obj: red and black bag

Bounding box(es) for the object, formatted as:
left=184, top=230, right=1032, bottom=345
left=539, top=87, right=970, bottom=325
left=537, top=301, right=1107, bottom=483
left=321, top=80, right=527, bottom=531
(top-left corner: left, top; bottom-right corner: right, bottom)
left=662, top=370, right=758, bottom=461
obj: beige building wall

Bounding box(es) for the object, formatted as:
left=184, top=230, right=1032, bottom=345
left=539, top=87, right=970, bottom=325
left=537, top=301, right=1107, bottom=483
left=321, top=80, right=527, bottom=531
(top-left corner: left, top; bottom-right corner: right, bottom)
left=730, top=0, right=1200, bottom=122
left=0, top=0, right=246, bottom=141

To be done:
Render the stretch from the line containing "obj: beige building wall" through the end of the records as a Markdown table with the columns Row and Text, omitting blank lines.

Response below:
| Row | Text |
|---|---|
| 1 | obj: beige building wall |
| 2 | Bounding box(es) for the object, formatted as: |
| 3 | left=184, top=230, right=1032, bottom=345 |
| 4 | left=539, top=87, right=970, bottom=325 |
| 5 | left=537, top=301, right=1107, bottom=483 |
| 6 | left=321, top=80, right=527, bottom=531 |
| 7 | (top-left corner: left, top; bottom-right corner: right, bottom) |
| 8 | left=730, top=0, right=1200, bottom=122 |
| 9 | left=0, top=0, right=246, bottom=141 |